EXERCISE AIM: With the images left out, print all of the records below exactly.

Recorded data:

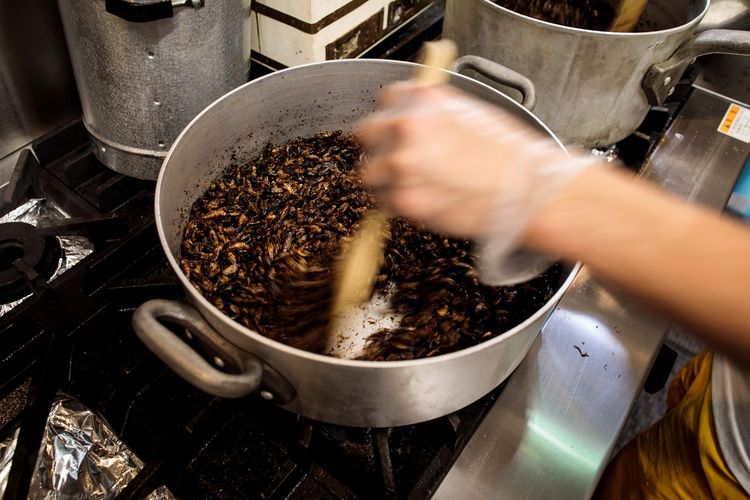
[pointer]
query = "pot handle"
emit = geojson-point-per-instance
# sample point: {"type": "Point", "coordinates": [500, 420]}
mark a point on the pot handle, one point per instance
{"type": "Point", "coordinates": [143, 11]}
{"type": "Point", "coordinates": [500, 74]}
{"type": "Point", "coordinates": [184, 360]}
{"type": "Point", "coordinates": [661, 78]}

RESULT FOR THIS TASK:
[pointer]
query = "pot handle"
emit = geojson-point-per-instance
# sample point: {"type": "Point", "coordinates": [500, 420]}
mark a point on the pot handle, one point per instance
{"type": "Point", "coordinates": [143, 11]}
{"type": "Point", "coordinates": [500, 74]}
{"type": "Point", "coordinates": [184, 360]}
{"type": "Point", "coordinates": [661, 78]}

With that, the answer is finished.